> _TASK REQUIREMENTS_
From the entries below, report how many lines contain the string "wooden". Only the number is wanted.

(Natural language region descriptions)
_ _ _

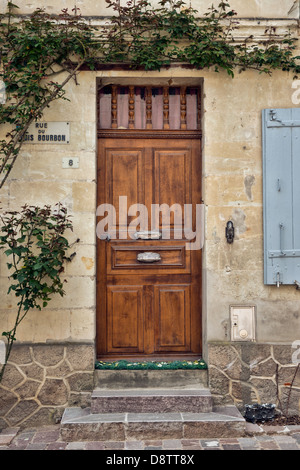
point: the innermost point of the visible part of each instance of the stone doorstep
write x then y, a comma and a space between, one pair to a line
82, 425
164, 379
151, 400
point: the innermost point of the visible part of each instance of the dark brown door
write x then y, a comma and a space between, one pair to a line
149, 282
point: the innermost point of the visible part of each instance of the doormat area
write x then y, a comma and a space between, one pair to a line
151, 365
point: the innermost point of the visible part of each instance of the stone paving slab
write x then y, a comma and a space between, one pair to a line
48, 438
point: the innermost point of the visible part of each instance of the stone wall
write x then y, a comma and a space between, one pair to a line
41, 380
245, 373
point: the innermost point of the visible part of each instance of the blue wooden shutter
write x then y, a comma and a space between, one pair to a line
281, 175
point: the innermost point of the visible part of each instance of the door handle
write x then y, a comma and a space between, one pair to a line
148, 257
147, 235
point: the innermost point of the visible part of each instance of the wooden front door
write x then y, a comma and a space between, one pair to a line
148, 280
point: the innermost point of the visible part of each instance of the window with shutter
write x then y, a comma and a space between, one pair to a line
281, 171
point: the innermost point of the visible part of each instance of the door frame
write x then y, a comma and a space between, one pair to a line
100, 263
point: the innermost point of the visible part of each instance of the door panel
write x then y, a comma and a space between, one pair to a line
172, 318
148, 309
125, 306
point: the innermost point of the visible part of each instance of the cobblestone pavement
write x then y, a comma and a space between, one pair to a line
48, 438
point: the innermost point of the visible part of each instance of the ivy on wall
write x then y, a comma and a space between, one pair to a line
41, 53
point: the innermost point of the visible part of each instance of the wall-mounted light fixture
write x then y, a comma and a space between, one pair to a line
229, 232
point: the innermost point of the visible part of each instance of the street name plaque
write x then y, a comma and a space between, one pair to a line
48, 133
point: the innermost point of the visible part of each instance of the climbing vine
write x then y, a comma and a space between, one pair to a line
41, 53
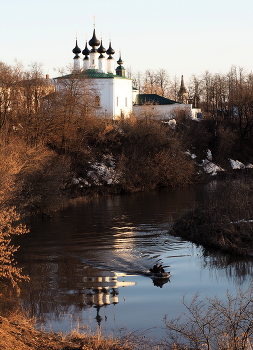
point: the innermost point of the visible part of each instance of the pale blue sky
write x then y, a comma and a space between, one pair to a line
182, 36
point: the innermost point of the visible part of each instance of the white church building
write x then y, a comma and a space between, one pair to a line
110, 93
113, 92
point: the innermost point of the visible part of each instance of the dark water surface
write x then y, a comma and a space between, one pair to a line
87, 264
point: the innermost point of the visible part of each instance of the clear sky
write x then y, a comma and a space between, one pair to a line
182, 36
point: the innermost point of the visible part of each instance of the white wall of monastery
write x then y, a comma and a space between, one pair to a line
164, 111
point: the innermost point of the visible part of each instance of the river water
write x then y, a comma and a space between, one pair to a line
87, 264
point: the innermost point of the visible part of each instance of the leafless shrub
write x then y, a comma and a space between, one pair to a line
214, 324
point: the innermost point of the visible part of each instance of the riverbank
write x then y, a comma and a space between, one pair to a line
223, 222
18, 333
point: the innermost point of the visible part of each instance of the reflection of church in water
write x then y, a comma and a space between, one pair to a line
101, 288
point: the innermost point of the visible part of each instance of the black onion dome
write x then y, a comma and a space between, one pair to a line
76, 49
120, 62
94, 41
86, 51
110, 51
101, 48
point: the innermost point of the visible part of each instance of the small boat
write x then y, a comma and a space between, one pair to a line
155, 275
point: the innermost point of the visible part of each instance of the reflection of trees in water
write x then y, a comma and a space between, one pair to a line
235, 267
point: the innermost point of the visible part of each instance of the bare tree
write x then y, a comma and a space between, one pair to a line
214, 324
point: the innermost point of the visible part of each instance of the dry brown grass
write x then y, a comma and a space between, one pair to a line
19, 333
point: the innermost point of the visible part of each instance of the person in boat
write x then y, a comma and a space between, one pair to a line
157, 269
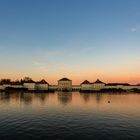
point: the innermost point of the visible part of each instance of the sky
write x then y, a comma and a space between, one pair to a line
78, 39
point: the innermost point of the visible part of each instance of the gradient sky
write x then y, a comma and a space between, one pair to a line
78, 39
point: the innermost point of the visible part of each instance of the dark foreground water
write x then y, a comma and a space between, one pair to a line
69, 116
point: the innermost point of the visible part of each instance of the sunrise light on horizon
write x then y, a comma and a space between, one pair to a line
78, 39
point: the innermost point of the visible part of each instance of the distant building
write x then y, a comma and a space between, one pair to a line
76, 87
98, 85
65, 84
86, 85
29, 84
16, 84
42, 85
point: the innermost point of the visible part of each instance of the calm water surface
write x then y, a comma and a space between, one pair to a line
69, 116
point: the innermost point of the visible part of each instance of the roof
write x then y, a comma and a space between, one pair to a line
115, 84
29, 81
98, 82
42, 82
64, 79
86, 82
15, 83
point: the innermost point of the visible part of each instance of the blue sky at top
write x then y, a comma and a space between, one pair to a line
74, 34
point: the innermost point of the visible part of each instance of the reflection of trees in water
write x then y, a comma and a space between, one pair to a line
98, 97
26, 98
85, 96
41, 96
5, 97
88, 96
64, 97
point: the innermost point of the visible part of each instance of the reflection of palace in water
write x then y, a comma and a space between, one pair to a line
64, 97
65, 84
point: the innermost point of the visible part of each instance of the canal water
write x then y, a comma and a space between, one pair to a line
73, 115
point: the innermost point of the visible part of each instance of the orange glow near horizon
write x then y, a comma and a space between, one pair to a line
77, 79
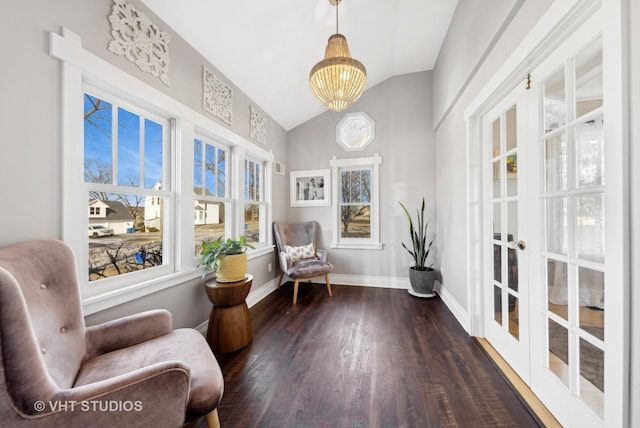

_ _ _

> _TASK OUTPUT_
2